::: TASK INPUT
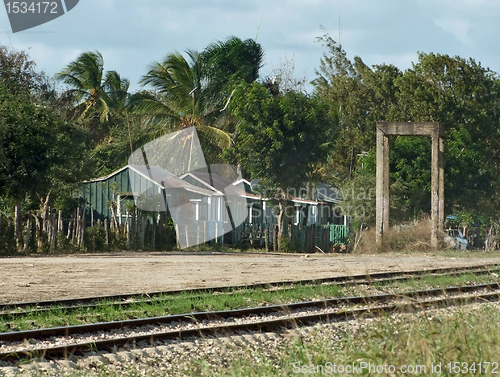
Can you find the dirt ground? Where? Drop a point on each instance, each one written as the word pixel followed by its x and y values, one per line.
pixel 59 277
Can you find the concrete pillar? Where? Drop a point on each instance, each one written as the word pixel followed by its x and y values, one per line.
pixel 441 184
pixel 380 196
pixel 435 180
pixel 387 186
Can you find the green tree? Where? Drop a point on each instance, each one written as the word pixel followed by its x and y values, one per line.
pixel 452 90
pixel 41 152
pixel 96 93
pixel 194 92
pixel 279 139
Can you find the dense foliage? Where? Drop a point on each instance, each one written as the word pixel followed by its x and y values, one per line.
pixel 52 138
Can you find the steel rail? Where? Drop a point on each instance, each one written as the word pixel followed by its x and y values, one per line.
pixel 66 350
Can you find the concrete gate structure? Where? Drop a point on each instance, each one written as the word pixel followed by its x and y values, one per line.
pixel 436 132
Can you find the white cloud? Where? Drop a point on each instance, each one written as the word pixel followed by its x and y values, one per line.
pixel 459 28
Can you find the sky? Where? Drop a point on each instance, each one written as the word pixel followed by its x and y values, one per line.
pixel 132 34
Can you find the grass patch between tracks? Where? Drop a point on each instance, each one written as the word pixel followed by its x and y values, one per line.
pixel 244 298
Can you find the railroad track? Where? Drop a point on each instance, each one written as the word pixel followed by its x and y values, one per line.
pixel 22 309
pixel 64 342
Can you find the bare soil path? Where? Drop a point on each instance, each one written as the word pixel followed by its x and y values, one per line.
pixel 71 276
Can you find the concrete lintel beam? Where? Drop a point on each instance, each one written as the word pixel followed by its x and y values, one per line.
pixel 430 129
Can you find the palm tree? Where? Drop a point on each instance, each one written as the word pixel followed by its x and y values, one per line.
pixel 194 92
pixel 96 93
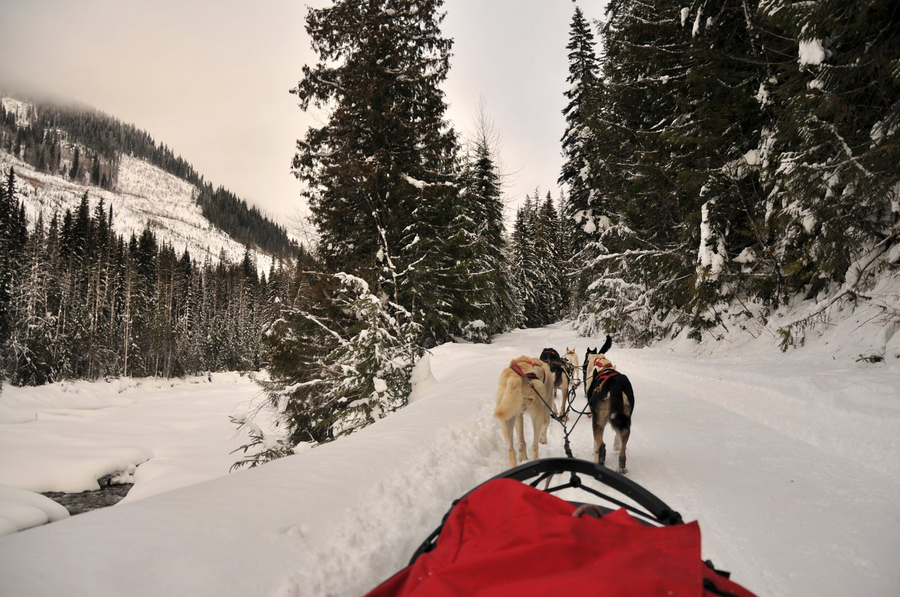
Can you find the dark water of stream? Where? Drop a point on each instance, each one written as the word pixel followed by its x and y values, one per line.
pixel 76 503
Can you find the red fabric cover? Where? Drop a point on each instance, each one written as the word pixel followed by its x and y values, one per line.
pixel 506 538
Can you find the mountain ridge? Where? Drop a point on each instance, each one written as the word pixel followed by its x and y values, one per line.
pixel 82 145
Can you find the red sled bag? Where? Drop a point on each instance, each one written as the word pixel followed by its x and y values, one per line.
pixel 508 538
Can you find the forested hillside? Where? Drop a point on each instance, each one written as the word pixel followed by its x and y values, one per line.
pixel 80 301
pixel 86 145
pixel 725 159
pixel 722 163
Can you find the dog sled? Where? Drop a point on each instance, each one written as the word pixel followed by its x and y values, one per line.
pixel 520 534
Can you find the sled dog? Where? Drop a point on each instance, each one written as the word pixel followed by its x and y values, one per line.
pixel 526 386
pixel 611 399
pixel 574 365
pixel 589 364
pixel 562 375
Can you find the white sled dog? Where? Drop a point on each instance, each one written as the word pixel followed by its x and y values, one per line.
pixel 575 362
pixel 526 386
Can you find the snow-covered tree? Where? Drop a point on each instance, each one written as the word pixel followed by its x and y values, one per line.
pixel 380 171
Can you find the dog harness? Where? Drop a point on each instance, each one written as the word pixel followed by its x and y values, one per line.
pixel 601 376
pixel 549 353
pixel 538 366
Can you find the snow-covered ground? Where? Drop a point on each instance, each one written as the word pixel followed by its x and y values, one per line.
pixel 790 462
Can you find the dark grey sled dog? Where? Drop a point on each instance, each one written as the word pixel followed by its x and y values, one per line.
pixel 611 399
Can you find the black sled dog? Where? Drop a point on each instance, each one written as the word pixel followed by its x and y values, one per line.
pixel 611 400
pixel 562 375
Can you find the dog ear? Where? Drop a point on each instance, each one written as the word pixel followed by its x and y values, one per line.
pixel 606 345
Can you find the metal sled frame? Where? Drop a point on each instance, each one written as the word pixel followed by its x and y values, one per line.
pixel 655 512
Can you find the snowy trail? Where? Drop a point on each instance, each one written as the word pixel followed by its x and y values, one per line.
pixel 792 475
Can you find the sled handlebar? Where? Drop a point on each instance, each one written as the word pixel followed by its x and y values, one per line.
pixel 533 473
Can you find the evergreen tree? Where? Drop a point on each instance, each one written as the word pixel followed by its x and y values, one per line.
pixel 74 170
pixel 380 171
pixel 492 293
pixel 580 144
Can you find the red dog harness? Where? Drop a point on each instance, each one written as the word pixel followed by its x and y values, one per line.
pixel 532 375
pixel 601 376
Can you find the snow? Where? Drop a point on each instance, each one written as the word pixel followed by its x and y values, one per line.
pixel 144 195
pixel 790 462
pixel 811 52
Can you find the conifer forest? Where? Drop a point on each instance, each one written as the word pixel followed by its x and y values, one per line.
pixel 721 160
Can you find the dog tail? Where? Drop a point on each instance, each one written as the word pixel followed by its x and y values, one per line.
pixel 508 402
pixel 618 418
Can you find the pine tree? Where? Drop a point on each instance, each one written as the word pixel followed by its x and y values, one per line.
pixel 380 171
pixel 580 144
pixel 492 293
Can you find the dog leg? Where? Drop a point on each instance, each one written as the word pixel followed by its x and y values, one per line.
pixel 624 435
pixel 539 427
pixel 598 424
pixel 520 431
pixel 600 452
pixel 507 428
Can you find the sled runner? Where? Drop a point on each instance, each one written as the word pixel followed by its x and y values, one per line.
pixel 509 537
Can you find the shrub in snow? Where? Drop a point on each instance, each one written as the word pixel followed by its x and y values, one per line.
pixel 339 366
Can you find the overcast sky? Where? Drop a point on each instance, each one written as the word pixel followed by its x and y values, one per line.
pixel 210 79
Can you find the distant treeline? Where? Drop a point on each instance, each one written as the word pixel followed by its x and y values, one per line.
pixel 78 301
pixel 84 144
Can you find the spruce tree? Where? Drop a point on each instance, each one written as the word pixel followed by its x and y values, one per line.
::::::
WHAT THE TASK ASKS —
Edit the listing from its start through the line containing "pixel 52 138" so that "instance" becomes "occurrence" everywhere, with everything else left unchanged. Leave the pictures out of your answer.

ANSWER IN FULL —
Can you find the dirt ground? Where? Drop a point on each occurrence, each one written as the word pixel followed by its x and y values, one per line.
pixel 59 277
Can you find the concrete pillar? Where? Drop a point on each occurrence, each one written as the word pixel followed by its x and y values, one per line.
pixel 441 184
pixel 380 196
pixel 435 180
pixel 387 186
Can you find the green tree? Where? Drop a point on each occurrence, each one written as the word pixel followed by its x and y values, one per line.
pixel 452 90
pixel 41 152
pixel 96 93
pixel 194 92
pixel 279 139
Can you find the dense foliage? Where? Drop a point on each occurrence, each one written as the word pixel followed by its x and y values, one per line.
pixel 52 138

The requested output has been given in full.